** Opening SUPPLIED TEXT block **

More GMO “Frankenfood” or simply a good application of a new technology? The FDA has approved CRISPR gene edited cattle for human consumption. The edited cattle are classified as “low risk” for human consumption and could be on the market within 2 years.
There’s 2 interesting aspects to this ruling;
1 – Yes, the cow is getting better at being meat, with apologies to Patrick Brown for stealing and modifying his phrase. This FDA approval involves duplicating a naturally occurring short coat gene, which makes commercial cattle more resistant to temperature stress. This could improve both growth rates and yield. Gene editing has enormous potential to increase the growth rate and consistency of many animals, not just cattle. Add in other technology approaches such as work with algae and other methods of significantly reducing methane production and this could be considered as the cow “getting better” at being meat.
The lesson here is that the animal agriculture industry is far from technologically bankrupt. The question is, how fast can it innovate?
2 – It presents the cattle industry with an interesting quandary. How to use the best technologies to improve their existing technology but still criticise the use of technology in alternative protein products?
What about consumers?

** Closing SUPPLIED TEXT block **
** Opening SUPPLIED DATA block **

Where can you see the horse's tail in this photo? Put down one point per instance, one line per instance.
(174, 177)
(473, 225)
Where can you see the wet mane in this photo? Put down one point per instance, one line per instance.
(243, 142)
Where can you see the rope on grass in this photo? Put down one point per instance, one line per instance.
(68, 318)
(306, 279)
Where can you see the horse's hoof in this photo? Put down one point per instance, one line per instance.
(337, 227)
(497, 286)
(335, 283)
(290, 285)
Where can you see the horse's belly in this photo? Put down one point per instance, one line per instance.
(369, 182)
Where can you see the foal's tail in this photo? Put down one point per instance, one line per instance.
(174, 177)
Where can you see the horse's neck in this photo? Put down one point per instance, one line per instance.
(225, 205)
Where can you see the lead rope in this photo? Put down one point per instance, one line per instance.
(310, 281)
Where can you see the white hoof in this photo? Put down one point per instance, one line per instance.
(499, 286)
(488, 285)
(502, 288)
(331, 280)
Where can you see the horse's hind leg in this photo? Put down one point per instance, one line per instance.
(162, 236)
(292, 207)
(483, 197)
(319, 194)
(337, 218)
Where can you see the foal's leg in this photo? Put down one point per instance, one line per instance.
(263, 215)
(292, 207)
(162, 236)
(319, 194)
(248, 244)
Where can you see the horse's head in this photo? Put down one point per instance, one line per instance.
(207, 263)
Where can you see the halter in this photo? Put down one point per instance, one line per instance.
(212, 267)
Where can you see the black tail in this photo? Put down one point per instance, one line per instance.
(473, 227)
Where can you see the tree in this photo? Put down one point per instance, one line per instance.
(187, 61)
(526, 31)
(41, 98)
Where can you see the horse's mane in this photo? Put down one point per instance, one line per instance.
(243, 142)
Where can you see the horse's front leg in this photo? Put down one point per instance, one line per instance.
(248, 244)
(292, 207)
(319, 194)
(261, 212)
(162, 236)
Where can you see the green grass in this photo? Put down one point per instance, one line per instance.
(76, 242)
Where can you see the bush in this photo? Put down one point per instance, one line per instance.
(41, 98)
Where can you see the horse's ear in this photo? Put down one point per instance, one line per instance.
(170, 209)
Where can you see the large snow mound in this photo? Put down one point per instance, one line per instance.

** Closing SUPPLIED DATA block **

WORK REQUEST 1:
Answer these questions about the article on gene-edited cattle.
(a) How has the FDA classified the edited cattle for human consumption?
(b) Which naturally occurring gene does the approval involve duplicating?
(c) According to the article, what is the animal agriculture industry far from being?
WORK REQUEST 2:
Output the passage of the article on gene-edited cattle from "The lesson here" up to and including "What about consumers?", copied word for word.
WORK REQUEST 3:
Write the next part of the article on gene-edited cattle, picking up after its last sentence.

OUTPUT 1:
(a) As "low risk."
(b) A short coat gene.
(c) Technologically bankrupt.

OUTPUT 2:
The lesson here is that the animal agriculture industry is far from technologically bankrupt. The question is, how fast can it innovate?
2 – It presents the cattle industry with an interesting quandary. How to use the best technologies to improve their existing technology but still criticise the use of technology in alternative protein products?
What about consumers?

OUTPUT 3:
Overall GMO products have been around for over 30 years with no adverse effects on consumers. (associated chemical contamination is another question) However, many studies have shown that consumers better accept genetic editing of plants than animals. So will there be a marketing campaign around acceptance of gene edited animals? Will things like a “Bioengineered” label on their beef turn consumers off? Will this short coat edit be promoted as improving animal welfare?
The bottom line is that if there is indeed a “battle” between conventional animal agriculture and alternative proteins it’s a technology battle. It’s not about labelling or the “nasty” vegans picking on cattle producers. Anyone telling this to the cattle industry is doing them no favours. In the end superior technologies usually win in the market, the questions are;
– What makes a technology “superior”? and
– Will consumers adopt or accept the new technology?
These two questions will determine the long term future of both the conventional and alternative protein industries. And there’s many alternative futures for protein. Which one will become reality will be determined by technology advances, in both industries, in the critical years through to 2030.